▶ Travail demandé:
- 1) Répondez à ces questions à partir du document source :
(a) Avant qui était-il impossible de greffer un cœur ?
(b) Grâce à quoi l'impossibilité de procréer est-elle devenue possible ?
(c) À quels réquisitoires la brutalité de la phrase « Tout cela sue la mort et la folie » est-elle comparée ?
- 2) Recopiez sans rien changer le passage du document source qui va de « Conclusion : je passe sur » à « des systèmes totalitaires. ».

▶ Document source:
+---+
Conclusion : Donc « Nous connaissons la science-fiction… Tout cela sue la mort et la folie. »

Que vaut ce raisonnement ?

Première phrase  (majeure): présenté comme un absolu, l’impossible est en réalité analogue à la rareté de l’exemple de l’Audi à 1 euro. Avant Copernic et Galilée il était impossible que la terre ne soit pas le centre de l’univers. Avant Armstrong, il était impossible d’aller sur la Lune (sauf avec Jules Verne et Hergé). Avant le professeur Barnard, il était impossible de greffer un cœur etc. On peut multiplier à l’infini le nombre des impossibles qui sont devenus des possibles.

Autrement dit l’impossible n’est pas un absolu, mais il est un relatif, comme la rareté.

Deuxième phrase (mineure) : s’il décrit une réalité indiscutable, notre militant « oublie » de préciser qu’un homme et une femme peuvent être dans l’incapacité de faire un enfant. Ce qui signifie d’une part, que l’impossibilité de procréer n’a pas de sens absolu, que cet impossible est devenu possible par la fécondation assistée et que personne ne remet plus en cause aujourd’hui le traitement de la stérilité.

Conclusion : je passe sur « science-fiction » (Lune, Mars, les greffes…). En revanche je trouve assez inquiétant « Tout cela sue la mort et la folie ». Il y a dans cette phrase une violence, une brutalité que l’on trouve dans les réquisitoires des procès des systèmes totalitaires.

 « L’hétérosexualité est une donnée de la vie et pas simplement une manière de vivre la sexualité. Ce qui n’est pas le cas de l’homosexualité, qui si elle est une manière d’exister, n’est pas une donnée fondamentale de la vie. »

Si « l’homosexualité n’est pas une donnée fondamentale de la vie » elle est quoi ? Et que sont les homosexuels s’ils ne sont pas fondamentalement dans la vie ? C’est le même type de discours que tiennent les fondamentalistes iraniens qui pendent les homosexuels et qu’ont tenu les nazis en les mettant dans des camps avec des étoiles roses.

L’homosexualité (qui existe dans les formes de vie animale) est une donnée de la vie au même titre que l’hétérosexualité : on ne choisit pas sa sexualité ; on ne décide pas d’être hétéro ou homo et, que je sache, l’homosexualité est le produit de l’hétérosexualité.  Alors, si l’hétérosexualité est une donnée fondamentale de la vie, comment peut-elle procréer ce qui ne serait pas une donnée fondamentale de la vie ? Tout cela est absurde.

« On le nie en voulant nous faire croire au nom de l’égalité et de la tolérance, que tout est équivalent, et en nous culpabilisant de ne pas l’admettre. »
+---+
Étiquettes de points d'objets
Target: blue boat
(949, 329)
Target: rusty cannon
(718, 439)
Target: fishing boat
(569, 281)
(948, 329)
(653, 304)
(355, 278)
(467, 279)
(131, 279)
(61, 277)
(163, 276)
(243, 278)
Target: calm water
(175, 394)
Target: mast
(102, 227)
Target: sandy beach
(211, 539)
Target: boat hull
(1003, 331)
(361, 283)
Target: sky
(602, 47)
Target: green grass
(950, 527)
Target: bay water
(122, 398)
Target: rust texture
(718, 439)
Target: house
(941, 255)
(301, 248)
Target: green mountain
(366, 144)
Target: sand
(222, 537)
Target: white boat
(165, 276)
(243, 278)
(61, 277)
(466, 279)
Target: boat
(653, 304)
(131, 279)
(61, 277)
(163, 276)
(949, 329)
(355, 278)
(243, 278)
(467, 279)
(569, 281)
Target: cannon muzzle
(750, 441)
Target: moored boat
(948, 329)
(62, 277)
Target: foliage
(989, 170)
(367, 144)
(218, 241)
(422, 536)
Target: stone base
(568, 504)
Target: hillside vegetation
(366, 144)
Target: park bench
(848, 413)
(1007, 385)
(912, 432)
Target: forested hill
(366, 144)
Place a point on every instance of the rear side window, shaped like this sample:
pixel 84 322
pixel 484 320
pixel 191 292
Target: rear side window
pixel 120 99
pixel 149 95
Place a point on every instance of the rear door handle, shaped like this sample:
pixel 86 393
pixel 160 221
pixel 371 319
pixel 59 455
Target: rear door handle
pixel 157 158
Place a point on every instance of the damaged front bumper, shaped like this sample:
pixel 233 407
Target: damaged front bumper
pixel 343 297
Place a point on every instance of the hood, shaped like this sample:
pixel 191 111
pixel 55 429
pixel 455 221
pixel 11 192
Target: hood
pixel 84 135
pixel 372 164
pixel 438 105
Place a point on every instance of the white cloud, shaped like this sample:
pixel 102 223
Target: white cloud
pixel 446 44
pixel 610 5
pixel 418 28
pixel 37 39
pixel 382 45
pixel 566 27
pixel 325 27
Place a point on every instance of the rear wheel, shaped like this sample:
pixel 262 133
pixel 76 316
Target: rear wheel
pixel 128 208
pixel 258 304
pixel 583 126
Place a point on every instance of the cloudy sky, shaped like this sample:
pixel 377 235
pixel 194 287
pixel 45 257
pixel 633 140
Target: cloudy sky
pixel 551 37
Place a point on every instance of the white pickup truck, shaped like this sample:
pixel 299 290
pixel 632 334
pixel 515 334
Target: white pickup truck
+---+
▶ Réponses:
- 1)
(a) Avant le professeur Barnard.
(b) Grâce à la fécondation assistée.
(c) Aux réquisitoires des procès des systèmes totalitaires.

- 2)
Conclusion : je passe sur « science-fiction » (Lune, Mars, les greffes…). En revanche je trouve assez inquiétant « Tout cela sue la mort et la folie ». Il y a dans cette phrase une violence, une brutalité que l’on trouve dans les réquisitoires des procès des systèmes totalitaires.